**Tâches à réaliser**
1. Recopiez le passage de l'extrait sur la lutte de pouvoir en Algérie qui commence à « Sur fond de » et se termine à « sont toujours permis. ».
2. D'après l'extrait sur la lutte de pouvoir en Algérie, de quelle année à quelle année le Général Mediène a-t-il été à la tête des renseignements ?

**Extrait fourni**
Sur fond de crise politique autour du cinquième mandat du
président Bouteflika, âgé et très malade (et dont le sort est scellé), se joue
une lutte à mort entre deux grandes factions du pouvoir réel Algérien :
D’un côté, les partisans de l’ancien
patron des renseignements de 1990 à 2015, le Général Mediène plus connu sous le
nom de Toufik, débarqué en 2015 dans une première joute où tous les coups
étaient et sont toujours permis.
De
l’autre, les partisans du Clan Bouteflika, ramené et propulsé par le Général
Toufik avant de s’en affranchir mais qui dispose actuellement de la loyauté du
très puissant Chef d’état-Major des Armées, le Général Ahmed Gaid Salah.
La lutte est celle de deux généraux, l’un issu du monde
opaque des renseignements et l’autre, du terrain.
La signature de Toufik dans les
appels anonymes à manifester est un fait indéniable pour les connaisseurs des
méthodes de l’ex-DRS.
L’appel à une manifestation féminine à l’occasion du 8
mars porte l’empreinte génétique du système Toufik. Ce dernier s’inspire des
Démocrates pro-féministes US contre Trump.
Le
Général Major Ali Ghediri, candidat aux présidentielles d’avril 2019 en tant
qu’indépendant est la créature du Général Toufik et du richissime oligarque
Yssad Rebrab qui doit son ascension fulgurante dans le monde très fermé des
affaires à l’ex-patron des renseignements. La mise à l’écart de Toufik en 2015
a provoqué la disgrâce de Rebrab aux yeux du régime, lequel ne cesse depuis de
saboter ses investissements.
Les
partis politiques idéologiques c’est encore l’ex-patron, créés, infiltrés ou
manipulés par les renseignements depuis les années 90 comme le RCD ou
Rassemblement pour la Culture et la Démocratie ou encore certains partis
Islamistes dits modérés nés d’une implosion manipulée par les services qui
soutiennent cette faction.
L’autre
faction, plus pragmatique et moins idéologique, dispose de sa faune
d’oligarques issus de la petite délinquance ou des réseaux criminels et a
réussi à se débarrasser de l’ex-DRS en « achetant » ses éléments et
l’ensemble de son écosystème socio-économique, opération grandement facilitée
par la corruption généralisée d’une partie non négligeable de la population.
Il
s’agit également d’une lutte entre deux clientèles, deux écosystèmes rentiers
autour du contrôle du pouvoir et par conséquent de la rente des hydrocarbures.

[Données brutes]
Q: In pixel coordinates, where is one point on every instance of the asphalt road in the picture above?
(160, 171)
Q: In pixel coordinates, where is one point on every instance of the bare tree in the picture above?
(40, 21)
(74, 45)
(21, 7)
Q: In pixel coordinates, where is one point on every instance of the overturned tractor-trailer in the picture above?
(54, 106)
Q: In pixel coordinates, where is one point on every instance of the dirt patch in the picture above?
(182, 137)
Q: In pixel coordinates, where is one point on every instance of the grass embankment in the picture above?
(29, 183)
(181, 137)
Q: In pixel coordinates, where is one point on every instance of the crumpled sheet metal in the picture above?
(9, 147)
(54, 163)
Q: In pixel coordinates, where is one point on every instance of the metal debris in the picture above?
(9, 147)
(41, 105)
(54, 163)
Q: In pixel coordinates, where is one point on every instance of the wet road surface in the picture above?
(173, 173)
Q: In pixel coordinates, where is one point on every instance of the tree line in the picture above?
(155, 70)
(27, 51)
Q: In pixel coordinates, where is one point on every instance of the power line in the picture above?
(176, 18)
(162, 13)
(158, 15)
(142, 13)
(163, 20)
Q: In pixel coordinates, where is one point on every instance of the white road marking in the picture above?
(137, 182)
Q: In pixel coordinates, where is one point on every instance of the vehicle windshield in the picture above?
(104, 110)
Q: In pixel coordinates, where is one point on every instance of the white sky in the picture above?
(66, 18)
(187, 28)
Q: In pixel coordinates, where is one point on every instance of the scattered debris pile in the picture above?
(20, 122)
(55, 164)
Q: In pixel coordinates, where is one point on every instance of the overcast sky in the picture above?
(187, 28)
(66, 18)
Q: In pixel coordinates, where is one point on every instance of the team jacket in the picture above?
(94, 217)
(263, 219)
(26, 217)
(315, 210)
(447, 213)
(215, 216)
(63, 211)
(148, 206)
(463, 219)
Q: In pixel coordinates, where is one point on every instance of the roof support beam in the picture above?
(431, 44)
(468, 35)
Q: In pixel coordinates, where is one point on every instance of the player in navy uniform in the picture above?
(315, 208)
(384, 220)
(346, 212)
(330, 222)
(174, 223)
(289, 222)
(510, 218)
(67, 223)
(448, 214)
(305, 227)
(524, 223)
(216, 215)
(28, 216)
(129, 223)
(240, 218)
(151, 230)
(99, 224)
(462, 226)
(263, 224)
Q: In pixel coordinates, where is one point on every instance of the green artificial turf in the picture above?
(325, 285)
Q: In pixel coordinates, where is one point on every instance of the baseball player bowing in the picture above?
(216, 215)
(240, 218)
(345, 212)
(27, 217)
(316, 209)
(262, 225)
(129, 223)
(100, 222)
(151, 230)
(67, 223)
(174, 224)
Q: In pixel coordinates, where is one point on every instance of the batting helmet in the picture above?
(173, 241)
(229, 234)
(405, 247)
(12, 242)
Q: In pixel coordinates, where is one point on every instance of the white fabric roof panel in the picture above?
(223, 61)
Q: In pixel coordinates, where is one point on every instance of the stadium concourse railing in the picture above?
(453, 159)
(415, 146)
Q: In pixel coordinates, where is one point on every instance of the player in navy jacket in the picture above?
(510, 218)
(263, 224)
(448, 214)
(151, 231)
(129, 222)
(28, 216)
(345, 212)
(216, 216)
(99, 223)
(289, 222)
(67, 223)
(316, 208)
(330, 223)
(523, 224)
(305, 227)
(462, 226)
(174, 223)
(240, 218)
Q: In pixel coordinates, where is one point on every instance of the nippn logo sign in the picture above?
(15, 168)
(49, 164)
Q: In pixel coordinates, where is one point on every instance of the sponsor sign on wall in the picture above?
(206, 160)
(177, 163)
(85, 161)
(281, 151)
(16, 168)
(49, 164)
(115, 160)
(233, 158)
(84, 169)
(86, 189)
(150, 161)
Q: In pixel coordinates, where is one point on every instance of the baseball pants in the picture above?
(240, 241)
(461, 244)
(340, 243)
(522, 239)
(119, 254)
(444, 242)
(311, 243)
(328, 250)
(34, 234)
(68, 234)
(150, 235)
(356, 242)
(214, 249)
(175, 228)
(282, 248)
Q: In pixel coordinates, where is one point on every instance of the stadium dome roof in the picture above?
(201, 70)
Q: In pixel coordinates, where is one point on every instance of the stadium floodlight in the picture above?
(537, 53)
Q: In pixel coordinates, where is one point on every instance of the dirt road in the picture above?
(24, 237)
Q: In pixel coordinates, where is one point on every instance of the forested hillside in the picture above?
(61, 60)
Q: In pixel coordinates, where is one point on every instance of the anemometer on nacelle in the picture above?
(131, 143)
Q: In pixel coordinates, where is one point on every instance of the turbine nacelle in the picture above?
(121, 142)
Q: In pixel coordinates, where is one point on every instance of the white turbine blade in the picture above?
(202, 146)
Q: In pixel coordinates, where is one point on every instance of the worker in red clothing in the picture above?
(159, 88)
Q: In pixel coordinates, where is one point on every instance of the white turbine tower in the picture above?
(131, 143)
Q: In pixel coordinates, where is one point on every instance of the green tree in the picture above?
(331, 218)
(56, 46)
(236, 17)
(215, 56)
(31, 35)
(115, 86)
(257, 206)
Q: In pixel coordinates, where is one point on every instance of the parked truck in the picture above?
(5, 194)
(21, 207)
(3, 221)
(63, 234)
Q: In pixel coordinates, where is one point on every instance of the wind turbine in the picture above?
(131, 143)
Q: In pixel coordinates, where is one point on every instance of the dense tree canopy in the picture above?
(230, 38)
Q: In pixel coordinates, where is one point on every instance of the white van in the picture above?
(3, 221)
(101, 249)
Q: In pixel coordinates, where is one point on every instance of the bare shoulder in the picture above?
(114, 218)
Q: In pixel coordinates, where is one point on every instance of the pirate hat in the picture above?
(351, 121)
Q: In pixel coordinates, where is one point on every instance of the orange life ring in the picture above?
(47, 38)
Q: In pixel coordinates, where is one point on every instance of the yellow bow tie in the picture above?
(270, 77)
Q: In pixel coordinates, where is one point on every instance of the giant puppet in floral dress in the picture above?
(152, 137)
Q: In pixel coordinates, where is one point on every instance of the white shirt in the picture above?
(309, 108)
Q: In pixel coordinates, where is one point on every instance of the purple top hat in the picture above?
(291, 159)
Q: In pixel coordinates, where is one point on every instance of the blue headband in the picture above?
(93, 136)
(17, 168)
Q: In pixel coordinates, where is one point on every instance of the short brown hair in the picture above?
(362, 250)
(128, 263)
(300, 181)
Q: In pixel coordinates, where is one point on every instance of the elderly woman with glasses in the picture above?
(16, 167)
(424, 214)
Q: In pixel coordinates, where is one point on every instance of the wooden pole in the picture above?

**Réponses de l'exercice**
1.
Sur fond de crise politique autour du cinquième mandat du
président Bouteflika, âgé et très malade (et dont le sort est scellé), se joue
une lutte à mort entre deux grandes factions du pouvoir réel Algérien :
D’un côté, les partisans de l’ancien
patron des renseignements de 1990 à 2015, le Général Mediène plus connu sous le
nom de Toufik, débarqué en 2015 dans une première joute où tous les coups
étaient et sont toujours permis.

2. De 1990 à 2015.